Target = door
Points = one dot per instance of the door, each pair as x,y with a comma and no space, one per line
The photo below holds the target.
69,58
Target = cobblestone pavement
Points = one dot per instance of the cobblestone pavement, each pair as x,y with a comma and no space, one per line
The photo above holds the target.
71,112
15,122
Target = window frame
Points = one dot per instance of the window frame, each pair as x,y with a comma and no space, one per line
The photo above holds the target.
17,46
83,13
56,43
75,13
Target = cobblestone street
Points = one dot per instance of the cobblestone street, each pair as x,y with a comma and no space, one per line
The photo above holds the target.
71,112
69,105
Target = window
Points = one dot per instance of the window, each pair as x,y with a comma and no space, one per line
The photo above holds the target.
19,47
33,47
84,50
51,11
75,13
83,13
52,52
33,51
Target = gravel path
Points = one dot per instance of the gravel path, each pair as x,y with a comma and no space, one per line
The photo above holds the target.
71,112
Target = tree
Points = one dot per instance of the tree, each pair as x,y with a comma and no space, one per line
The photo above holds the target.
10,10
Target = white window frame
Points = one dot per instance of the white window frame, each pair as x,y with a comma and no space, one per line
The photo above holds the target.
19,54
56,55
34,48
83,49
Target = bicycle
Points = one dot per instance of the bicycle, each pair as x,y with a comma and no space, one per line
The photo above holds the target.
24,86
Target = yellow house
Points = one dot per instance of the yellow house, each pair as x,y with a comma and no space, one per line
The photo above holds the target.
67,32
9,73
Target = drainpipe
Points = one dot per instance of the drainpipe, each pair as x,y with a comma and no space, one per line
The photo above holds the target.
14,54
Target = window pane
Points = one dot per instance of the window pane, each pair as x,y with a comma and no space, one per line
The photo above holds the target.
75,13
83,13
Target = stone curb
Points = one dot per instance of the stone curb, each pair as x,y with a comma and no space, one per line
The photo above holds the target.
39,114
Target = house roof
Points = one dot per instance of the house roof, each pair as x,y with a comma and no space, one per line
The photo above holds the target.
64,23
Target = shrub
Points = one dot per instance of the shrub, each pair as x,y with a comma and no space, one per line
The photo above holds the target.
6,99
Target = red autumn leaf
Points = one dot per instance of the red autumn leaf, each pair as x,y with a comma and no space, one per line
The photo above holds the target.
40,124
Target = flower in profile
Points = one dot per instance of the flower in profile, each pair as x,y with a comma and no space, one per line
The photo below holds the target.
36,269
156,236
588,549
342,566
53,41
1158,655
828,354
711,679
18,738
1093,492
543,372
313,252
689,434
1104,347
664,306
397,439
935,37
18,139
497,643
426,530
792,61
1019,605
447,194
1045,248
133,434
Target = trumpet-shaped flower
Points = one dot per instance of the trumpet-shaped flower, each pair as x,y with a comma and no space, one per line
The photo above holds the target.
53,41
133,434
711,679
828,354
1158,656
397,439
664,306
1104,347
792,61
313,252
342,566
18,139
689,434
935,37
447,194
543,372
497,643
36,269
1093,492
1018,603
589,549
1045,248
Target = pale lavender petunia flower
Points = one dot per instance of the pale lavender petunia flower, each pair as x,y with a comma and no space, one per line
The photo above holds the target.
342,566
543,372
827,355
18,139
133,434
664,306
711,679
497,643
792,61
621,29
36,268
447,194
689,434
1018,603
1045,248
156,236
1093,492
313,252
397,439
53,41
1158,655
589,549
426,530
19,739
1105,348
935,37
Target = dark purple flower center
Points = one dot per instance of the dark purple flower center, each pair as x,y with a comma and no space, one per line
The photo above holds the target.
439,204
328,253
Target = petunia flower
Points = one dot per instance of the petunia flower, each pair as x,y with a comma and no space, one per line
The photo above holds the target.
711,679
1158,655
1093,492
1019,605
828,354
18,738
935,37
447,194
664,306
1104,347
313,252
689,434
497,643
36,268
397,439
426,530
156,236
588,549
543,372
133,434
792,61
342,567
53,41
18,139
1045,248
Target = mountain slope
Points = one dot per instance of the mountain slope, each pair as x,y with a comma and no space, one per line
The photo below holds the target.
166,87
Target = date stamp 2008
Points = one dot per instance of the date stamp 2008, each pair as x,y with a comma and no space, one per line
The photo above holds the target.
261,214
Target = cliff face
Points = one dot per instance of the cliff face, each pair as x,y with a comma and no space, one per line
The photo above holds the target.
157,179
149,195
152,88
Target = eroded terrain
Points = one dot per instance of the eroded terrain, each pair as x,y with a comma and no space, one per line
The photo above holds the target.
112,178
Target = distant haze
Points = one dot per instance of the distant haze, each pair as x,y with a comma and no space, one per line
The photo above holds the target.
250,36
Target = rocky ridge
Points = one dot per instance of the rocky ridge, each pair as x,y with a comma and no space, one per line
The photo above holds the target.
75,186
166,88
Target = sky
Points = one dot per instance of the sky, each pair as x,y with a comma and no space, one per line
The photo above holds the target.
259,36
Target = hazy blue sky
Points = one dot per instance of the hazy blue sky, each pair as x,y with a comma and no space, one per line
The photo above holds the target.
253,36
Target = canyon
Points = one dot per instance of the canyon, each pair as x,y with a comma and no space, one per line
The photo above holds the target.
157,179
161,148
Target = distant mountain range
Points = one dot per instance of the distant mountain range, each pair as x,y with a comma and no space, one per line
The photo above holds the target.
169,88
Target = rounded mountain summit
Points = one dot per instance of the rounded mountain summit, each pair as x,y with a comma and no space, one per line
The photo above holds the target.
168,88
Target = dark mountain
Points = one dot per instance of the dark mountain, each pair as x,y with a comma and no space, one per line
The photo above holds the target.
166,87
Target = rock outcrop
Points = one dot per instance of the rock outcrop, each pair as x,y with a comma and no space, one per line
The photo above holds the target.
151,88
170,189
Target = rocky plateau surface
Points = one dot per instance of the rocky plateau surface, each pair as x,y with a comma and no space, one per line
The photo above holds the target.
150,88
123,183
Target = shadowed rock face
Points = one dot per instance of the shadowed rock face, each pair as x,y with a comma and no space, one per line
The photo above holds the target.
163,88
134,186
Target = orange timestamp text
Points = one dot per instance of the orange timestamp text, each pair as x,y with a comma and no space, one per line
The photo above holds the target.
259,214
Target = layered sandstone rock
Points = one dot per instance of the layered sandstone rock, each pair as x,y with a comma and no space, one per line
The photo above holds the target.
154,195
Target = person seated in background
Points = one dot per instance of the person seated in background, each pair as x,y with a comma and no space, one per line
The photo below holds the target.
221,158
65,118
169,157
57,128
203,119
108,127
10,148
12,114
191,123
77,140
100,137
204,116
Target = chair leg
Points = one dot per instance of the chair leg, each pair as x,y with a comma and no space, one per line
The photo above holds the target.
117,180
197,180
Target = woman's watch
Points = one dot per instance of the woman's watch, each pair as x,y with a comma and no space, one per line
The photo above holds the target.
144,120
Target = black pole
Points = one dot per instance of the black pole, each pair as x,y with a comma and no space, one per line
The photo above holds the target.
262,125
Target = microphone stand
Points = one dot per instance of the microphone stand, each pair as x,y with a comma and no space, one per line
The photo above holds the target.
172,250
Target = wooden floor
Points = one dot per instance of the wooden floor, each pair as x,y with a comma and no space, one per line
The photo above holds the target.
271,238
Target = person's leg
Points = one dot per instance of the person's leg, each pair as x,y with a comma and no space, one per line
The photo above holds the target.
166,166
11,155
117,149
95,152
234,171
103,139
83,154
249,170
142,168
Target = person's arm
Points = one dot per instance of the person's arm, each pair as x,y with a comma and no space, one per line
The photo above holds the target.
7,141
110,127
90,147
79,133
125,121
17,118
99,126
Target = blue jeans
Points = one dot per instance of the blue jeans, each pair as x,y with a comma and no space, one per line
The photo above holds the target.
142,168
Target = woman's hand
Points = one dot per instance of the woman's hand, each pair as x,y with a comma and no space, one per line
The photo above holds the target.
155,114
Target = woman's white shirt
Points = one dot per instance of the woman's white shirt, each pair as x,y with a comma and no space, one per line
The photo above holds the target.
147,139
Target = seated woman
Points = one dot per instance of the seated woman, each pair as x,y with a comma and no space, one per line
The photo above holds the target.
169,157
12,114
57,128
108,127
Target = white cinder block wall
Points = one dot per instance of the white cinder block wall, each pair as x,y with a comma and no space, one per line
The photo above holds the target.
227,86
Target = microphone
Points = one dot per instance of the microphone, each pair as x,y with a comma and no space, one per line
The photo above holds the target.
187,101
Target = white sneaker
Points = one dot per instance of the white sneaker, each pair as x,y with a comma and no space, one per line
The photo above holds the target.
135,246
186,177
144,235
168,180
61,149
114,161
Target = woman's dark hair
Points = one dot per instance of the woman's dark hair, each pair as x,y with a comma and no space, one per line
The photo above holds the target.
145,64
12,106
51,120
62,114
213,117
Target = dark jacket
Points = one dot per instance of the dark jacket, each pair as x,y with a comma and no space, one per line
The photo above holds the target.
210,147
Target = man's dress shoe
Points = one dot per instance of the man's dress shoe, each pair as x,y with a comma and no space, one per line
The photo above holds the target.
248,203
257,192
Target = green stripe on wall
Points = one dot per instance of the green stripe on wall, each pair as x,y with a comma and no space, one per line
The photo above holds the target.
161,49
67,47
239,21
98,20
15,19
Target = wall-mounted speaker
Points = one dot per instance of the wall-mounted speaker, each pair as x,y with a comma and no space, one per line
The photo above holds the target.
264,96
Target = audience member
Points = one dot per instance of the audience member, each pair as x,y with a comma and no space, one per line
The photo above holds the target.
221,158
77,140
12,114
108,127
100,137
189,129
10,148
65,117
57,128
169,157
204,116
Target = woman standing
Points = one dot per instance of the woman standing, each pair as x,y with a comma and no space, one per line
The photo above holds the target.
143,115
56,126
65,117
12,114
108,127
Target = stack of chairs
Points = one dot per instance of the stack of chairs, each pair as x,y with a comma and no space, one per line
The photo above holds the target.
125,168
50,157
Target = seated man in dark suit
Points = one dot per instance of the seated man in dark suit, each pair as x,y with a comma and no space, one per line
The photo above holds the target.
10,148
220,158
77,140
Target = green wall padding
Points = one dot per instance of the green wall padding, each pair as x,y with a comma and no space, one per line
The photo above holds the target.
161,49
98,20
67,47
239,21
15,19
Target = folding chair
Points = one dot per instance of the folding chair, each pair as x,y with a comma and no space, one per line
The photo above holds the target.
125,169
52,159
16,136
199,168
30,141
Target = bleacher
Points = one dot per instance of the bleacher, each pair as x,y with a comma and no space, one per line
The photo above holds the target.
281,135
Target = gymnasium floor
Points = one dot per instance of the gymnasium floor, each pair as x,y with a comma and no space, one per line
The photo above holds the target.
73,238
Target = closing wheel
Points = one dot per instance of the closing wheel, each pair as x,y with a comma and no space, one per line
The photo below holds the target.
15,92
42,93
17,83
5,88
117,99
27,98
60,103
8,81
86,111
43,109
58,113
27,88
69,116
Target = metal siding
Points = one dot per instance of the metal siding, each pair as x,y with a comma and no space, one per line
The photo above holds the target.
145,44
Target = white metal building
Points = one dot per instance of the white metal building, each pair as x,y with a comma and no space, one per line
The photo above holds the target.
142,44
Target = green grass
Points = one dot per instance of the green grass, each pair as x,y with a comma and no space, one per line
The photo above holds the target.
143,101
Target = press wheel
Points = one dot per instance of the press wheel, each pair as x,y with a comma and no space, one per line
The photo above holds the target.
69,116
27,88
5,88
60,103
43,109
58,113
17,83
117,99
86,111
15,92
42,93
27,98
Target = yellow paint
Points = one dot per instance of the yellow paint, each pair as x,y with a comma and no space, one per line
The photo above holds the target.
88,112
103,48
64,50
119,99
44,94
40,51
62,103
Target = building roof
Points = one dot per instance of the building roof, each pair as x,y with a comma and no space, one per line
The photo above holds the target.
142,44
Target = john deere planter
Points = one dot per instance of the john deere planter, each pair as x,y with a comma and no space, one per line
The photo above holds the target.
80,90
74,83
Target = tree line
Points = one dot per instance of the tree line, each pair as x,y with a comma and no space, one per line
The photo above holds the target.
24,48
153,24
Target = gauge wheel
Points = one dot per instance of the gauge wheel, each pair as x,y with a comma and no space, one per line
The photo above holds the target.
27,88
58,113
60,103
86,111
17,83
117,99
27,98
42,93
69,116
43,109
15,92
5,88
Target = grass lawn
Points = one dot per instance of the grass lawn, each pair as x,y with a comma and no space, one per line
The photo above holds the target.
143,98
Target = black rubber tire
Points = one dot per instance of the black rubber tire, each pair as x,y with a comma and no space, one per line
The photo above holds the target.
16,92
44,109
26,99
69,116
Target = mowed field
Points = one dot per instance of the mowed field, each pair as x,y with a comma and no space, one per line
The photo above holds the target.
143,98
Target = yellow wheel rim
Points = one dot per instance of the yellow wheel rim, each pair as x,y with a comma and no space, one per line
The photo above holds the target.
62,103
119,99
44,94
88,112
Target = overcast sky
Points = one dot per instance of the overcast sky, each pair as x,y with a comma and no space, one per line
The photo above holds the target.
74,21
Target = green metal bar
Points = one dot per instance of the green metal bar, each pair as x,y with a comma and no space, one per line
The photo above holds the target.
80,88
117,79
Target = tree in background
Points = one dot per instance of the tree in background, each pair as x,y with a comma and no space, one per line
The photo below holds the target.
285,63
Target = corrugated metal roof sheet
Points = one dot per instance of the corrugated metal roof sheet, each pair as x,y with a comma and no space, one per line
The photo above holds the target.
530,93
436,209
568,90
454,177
============================================================
_Work to be completed_. Copy out the stretch of the data above from the line containing "Target = corrugated metal roof sheet" through the end of the data, both ends included, reproducing every line unchanged.

_Result_.
Target = corrugated metal roof sheet
Points = one dot per instance of the corrugated metal roof sheet, each pair as x,y with a comma and no space, one per line
The photo above holds the target.
530,93
436,209
568,90
454,177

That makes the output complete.